───── Trecho do documento ─────

O otimismo não vai nos salvar
O mundo precisa dos otimistas. De gente que acredita que as coisas podem ser melhores e, mesmo quando as chances estão todas contra, não desistem. Quando vencem, viram heróis e entram para a História. Quando perdem, geralmente são esquecidos, ou alimentam o argumento dos pessimistas.
E o mundo precisa também dos pessimistas. Não aquele tipo agourento que acha que vai dar tudo errado, mas o que não se furta de avaliar a situação e de se preparar para o pior cenário, ainda que ele seja pouco provável. E que fique claro que não se trata de torcer contra, mas de saber que, às vezes, a realidade é cruel e atropela sem dó nossas esperanças e expectativas. Saber como lidar com isso, aliás, é o que pode proteger de uma frustração insuperável o otimista ou impedir que o pessimista seja incapaz de comemorar eventuais vitórias.
O otimismo não pode, também, nos deslocar da realidade. Muita gente tomou uma dose cavalar para terminar 2020 e iniciar 2021, uma boa parte até agindo como se bastasse ter pensamento positivo para que o coronavírus parasse de ser uma ameaça. Pena que otimismo não é vacina e, pendendo para os pessimistas, o número de casos e mortes continua subindo e várias países têm adotado medidas mais rígidas enquanto não é possível vacinar todo mundo.

───── Material de estudo ─────

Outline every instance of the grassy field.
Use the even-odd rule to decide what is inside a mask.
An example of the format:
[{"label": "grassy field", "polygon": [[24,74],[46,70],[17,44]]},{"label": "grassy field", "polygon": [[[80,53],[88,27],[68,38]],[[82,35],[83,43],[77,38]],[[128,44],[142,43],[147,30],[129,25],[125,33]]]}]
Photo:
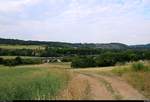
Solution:
[{"label": "grassy field", "polygon": [[[17,56],[0,56],[0,58],[3,58],[3,59],[14,59],[16,58]],[[21,58],[23,59],[42,59],[42,57],[31,57],[31,56],[20,56]]]},{"label": "grassy field", "polygon": [[5,45],[5,44],[0,44],[0,48],[3,48],[3,49],[45,49],[44,46],[40,46],[40,45]]},{"label": "grassy field", "polygon": [[150,99],[150,61],[144,61],[143,64],[146,66],[146,68],[148,68],[147,71],[134,71],[133,63],[114,67],[80,68],[73,70],[79,73],[93,73],[109,77],[120,77],[132,87],[137,89],[145,97]]},{"label": "grassy field", "polygon": [[64,68],[65,64],[56,63],[0,66],[0,100],[56,99],[71,78]]},{"label": "grassy field", "polygon": [[[133,65],[129,67],[112,69],[112,73],[126,80],[144,96],[150,99],[150,62],[145,61],[143,65],[148,69],[147,71],[134,71]],[[144,68],[142,66],[141,68]]]}]

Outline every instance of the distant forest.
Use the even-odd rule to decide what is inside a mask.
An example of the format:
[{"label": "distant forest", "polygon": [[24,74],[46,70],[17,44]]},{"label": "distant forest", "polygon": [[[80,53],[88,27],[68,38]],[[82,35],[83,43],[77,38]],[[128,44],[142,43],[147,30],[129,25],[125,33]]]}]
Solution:
[{"label": "distant forest", "polygon": [[10,45],[47,45],[49,47],[62,48],[101,48],[101,49],[150,49],[150,44],[146,45],[126,45],[122,43],[66,43],[66,42],[49,42],[49,41],[24,41],[18,39],[4,39],[0,38],[0,44]]}]

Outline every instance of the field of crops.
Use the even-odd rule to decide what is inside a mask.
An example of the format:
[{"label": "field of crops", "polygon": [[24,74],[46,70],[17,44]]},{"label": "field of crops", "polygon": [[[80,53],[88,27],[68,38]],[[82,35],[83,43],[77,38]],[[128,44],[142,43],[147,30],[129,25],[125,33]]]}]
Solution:
[{"label": "field of crops", "polygon": [[2,49],[44,49],[44,46],[40,45],[6,45],[0,44],[0,48]]},{"label": "field of crops", "polygon": [[0,100],[56,99],[70,74],[55,65],[0,66]]}]

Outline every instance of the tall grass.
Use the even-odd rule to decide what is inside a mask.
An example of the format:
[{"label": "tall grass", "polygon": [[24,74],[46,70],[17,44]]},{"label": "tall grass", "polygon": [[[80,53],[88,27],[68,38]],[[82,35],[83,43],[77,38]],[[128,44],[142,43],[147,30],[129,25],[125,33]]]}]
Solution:
[{"label": "tall grass", "polygon": [[56,99],[69,78],[65,69],[0,66],[0,101]]}]

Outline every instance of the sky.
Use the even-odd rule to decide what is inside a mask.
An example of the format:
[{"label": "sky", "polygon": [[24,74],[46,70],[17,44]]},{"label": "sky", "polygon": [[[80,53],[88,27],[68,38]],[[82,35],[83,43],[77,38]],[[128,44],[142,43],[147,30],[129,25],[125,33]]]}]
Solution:
[{"label": "sky", "polygon": [[0,0],[0,37],[150,43],[150,0]]}]

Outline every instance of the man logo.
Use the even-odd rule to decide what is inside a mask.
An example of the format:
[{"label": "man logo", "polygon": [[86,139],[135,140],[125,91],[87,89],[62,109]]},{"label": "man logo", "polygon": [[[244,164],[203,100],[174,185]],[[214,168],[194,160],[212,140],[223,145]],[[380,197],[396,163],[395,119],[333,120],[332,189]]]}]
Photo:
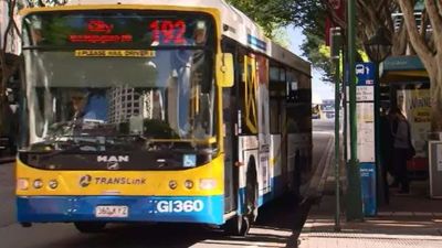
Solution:
[{"label": "man logo", "polygon": [[115,163],[113,163],[113,162],[107,163],[107,170],[109,170],[109,171],[119,170],[119,164],[118,164],[117,162],[115,162]]},{"label": "man logo", "polygon": [[87,187],[92,182],[92,176],[91,175],[83,175],[82,177],[80,177],[80,186],[82,187]]}]

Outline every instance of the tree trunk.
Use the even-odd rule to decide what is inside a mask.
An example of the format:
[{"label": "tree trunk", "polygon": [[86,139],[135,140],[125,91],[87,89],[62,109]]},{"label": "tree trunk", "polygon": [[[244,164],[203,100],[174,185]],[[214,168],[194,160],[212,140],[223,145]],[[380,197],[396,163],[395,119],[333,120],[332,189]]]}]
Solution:
[{"label": "tree trunk", "polygon": [[431,130],[433,133],[442,132],[442,55],[438,55],[435,58],[438,69],[434,69],[432,75],[430,74]]}]

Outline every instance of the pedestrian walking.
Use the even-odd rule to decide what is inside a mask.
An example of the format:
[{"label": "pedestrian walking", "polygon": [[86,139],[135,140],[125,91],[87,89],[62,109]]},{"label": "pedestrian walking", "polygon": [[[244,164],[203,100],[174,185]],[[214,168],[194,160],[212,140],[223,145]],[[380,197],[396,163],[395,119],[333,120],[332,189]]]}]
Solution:
[{"label": "pedestrian walking", "polygon": [[399,193],[410,192],[410,181],[407,172],[407,161],[414,157],[411,142],[410,123],[399,107],[393,106],[389,112],[392,136],[392,164],[394,182],[391,187],[400,186]]}]

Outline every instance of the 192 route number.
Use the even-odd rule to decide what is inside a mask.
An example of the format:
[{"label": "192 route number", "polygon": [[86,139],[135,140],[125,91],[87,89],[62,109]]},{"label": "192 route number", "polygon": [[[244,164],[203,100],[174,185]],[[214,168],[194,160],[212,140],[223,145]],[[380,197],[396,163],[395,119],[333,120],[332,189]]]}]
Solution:
[{"label": "192 route number", "polygon": [[201,200],[194,201],[159,201],[157,202],[157,211],[159,213],[190,213],[201,212],[204,203]]}]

─────

- [Sua tarefa]:
Responda com base no trecho sobre otimismo e pessimismo:
(a) O que acontece com os otimistas quando vencem?
(b) De que tipo de pessimista o mundo precisa?
(c) O que continua subindo?
Os registros constituem material independente do trecho.

- [Resposta redigida]:
(a) Viram heróis e entram para a História.
(b) Daquele que não se furta de avaliar a situação e de se preparar para o pior cenário, ainda que ele seja pouco provável.
(c) O número de casos e mortes.